Dataset extract:
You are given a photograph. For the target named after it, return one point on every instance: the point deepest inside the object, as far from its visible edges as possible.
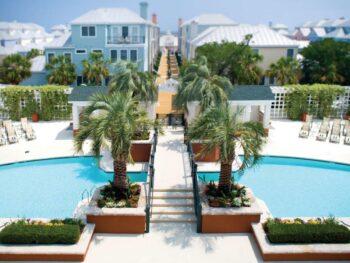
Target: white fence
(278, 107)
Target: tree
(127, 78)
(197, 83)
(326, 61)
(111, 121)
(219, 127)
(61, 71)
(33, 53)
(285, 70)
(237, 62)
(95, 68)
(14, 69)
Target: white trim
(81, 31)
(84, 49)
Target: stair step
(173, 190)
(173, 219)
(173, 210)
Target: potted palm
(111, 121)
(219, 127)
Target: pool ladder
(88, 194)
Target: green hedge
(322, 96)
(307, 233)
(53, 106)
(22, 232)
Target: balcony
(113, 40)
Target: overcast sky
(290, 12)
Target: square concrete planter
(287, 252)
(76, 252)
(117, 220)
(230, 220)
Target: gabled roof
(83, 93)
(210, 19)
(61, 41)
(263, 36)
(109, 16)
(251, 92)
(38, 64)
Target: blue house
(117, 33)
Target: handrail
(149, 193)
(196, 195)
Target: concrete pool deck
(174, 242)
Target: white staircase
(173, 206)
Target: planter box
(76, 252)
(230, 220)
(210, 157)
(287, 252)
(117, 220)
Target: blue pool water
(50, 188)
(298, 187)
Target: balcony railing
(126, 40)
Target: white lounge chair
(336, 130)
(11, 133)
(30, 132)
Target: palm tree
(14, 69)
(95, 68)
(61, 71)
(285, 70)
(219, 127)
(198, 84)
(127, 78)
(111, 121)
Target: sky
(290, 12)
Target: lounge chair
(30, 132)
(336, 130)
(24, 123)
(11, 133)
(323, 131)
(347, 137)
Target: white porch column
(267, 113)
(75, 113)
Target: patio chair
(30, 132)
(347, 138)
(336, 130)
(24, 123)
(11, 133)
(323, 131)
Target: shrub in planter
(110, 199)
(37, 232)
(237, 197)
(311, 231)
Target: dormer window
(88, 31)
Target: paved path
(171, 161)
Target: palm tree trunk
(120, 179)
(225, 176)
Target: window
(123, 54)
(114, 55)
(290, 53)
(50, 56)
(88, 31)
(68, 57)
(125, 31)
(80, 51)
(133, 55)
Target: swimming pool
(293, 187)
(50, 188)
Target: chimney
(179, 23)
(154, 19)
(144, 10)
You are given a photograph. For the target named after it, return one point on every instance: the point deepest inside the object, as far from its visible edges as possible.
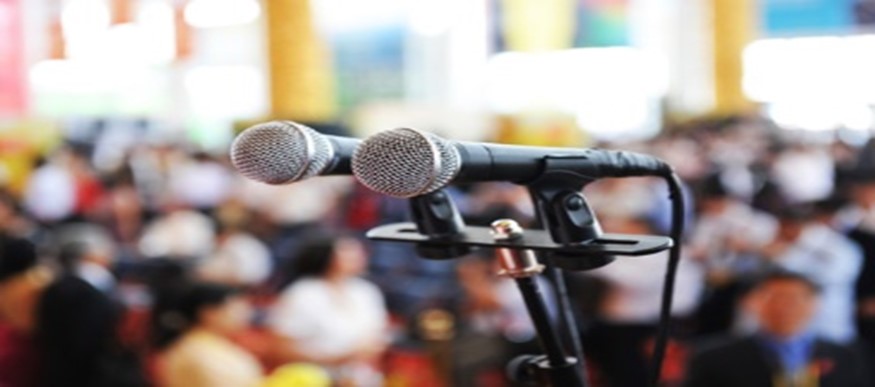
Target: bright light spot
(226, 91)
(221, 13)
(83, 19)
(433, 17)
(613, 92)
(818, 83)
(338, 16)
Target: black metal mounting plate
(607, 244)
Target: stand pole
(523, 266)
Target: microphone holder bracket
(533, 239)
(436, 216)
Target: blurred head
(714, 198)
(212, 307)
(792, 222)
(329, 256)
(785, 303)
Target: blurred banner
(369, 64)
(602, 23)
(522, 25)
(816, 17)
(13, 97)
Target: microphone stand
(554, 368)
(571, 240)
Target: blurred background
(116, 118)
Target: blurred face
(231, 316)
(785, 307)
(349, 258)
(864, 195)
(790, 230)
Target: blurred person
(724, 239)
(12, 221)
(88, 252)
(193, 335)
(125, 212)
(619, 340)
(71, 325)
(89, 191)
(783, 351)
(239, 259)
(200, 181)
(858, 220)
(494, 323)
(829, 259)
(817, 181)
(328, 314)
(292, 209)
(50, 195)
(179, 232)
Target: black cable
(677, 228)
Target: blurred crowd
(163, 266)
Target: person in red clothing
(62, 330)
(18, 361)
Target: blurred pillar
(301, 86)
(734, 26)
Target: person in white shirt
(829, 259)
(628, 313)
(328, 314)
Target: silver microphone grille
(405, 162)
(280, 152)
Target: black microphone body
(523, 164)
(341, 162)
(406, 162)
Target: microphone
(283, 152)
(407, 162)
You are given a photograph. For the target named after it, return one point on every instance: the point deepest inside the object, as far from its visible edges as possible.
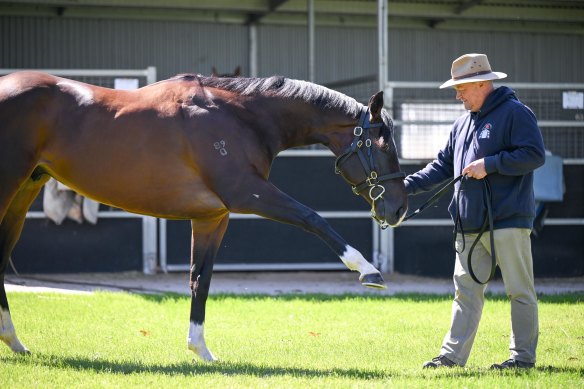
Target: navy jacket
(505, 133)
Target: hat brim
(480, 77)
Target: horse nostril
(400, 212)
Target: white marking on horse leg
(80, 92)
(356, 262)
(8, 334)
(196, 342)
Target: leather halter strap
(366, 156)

Problem description:
Repeat the records above exactly. Pictures do not belong in the copy.

Response to this exercise:
You are given a photograph. For the target named after it, return one point on every instance: the point deepest inside the object, as far from its visible edges as possible.
Target: white fence
(278, 107)
Target: tree
(127, 78)
(197, 83)
(326, 61)
(111, 121)
(219, 127)
(61, 71)
(33, 53)
(285, 70)
(237, 62)
(95, 68)
(14, 69)
Target: white trim
(81, 31)
(84, 49)
Target: stair step
(173, 190)
(173, 219)
(173, 210)
Target: potted palm
(111, 121)
(219, 127)
Target: pool ladder
(88, 194)
Target: green hedge
(322, 96)
(307, 233)
(53, 106)
(22, 232)
Target: balcony
(113, 40)
Target: overcast sky
(290, 12)
Target: square concrete planter
(287, 252)
(76, 252)
(117, 220)
(230, 220)
Target: gabled roof
(83, 93)
(210, 19)
(61, 41)
(263, 36)
(109, 16)
(251, 92)
(38, 64)
Target: blue house
(117, 33)
Target: handrail
(149, 193)
(196, 195)
Target: concrete pool deck
(174, 242)
Target: white staircase
(173, 206)
Target: planter box
(76, 252)
(230, 220)
(210, 157)
(287, 252)
(117, 220)
Target: blue pool water
(50, 188)
(298, 187)
Target: balcony railing
(126, 40)
Target: white lounge chair
(336, 130)
(11, 133)
(30, 132)
Target: palm tree
(14, 69)
(95, 68)
(61, 71)
(285, 70)
(219, 127)
(198, 84)
(127, 78)
(111, 121)
Target: sky
(290, 12)
Target: lounge chair
(30, 132)
(336, 130)
(24, 123)
(11, 133)
(323, 131)
(347, 137)
Target: white porch column
(267, 113)
(75, 113)
Target: patio chair
(30, 132)
(347, 138)
(336, 130)
(24, 123)
(11, 133)
(323, 131)
Target: shrub in planter
(110, 199)
(37, 232)
(237, 197)
(311, 231)
Target: dormer window
(88, 31)
Target: paved path
(171, 161)
Target: palm tree trunk
(120, 179)
(225, 176)
Target: window
(123, 54)
(114, 55)
(290, 53)
(50, 56)
(88, 31)
(68, 57)
(125, 31)
(80, 51)
(133, 55)
Target: swimming pool
(293, 187)
(50, 188)
Target: chimney
(179, 23)
(154, 19)
(144, 10)
You are given a photograph. For the target named after it, return one point on every instance: the point deepest inside the object, as far from its visible edges as possible.
Target: bright light spot
(226, 91)
(221, 13)
(83, 19)
(433, 17)
(613, 92)
(818, 83)
(338, 16)
Target: black metal mounting plate
(607, 244)
Target: stand pole
(523, 266)
Target: microphone holder bracket
(533, 239)
(436, 216)
Target: blurred head
(714, 198)
(212, 307)
(792, 222)
(329, 256)
(785, 303)
Target: blurred banner
(369, 64)
(602, 23)
(522, 25)
(816, 17)
(13, 97)
Target: microphone stand
(554, 368)
(571, 240)
Target: blurred background
(116, 118)
Target: blurred face
(231, 316)
(785, 307)
(349, 258)
(864, 195)
(790, 230)
Target: blurred person
(724, 239)
(12, 221)
(88, 252)
(193, 335)
(125, 212)
(619, 340)
(71, 325)
(89, 191)
(783, 351)
(239, 259)
(200, 181)
(858, 220)
(494, 323)
(829, 259)
(817, 181)
(328, 314)
(292, 209)
(50, 195)
(179, 232)
Target: black cable
(677, 228)
Target: blurred crowd
(163, 266)
Target: person in red clothing
(62, 330)
(18, 361)
Target: blurred pillar
(301, 86)
(734, 26)
Target: person in white shirt
(829, 259)
(628, 313)
(328, 314)
Target: silver microphone grille
(405, 162)
(280, 152)
Target: black microphone body
(523, 164)
(341, 162)
(406, 162)
Target: microphone
(283, 152)
(407, 162)
You are given a photograph. For the target named after it, return one point on every instance: the point deepest inside the object, as far from its visible edges as possible.
Target: navy jacket
(505, 133)
Target: hat brim
(480, 77)
Target: horse nostril
(400, 212)
Target: white marking on horse leg
(80, 92)
(356, 262)
(8, 334)
(196, 342)
Target: leather halter strap
(366, 156)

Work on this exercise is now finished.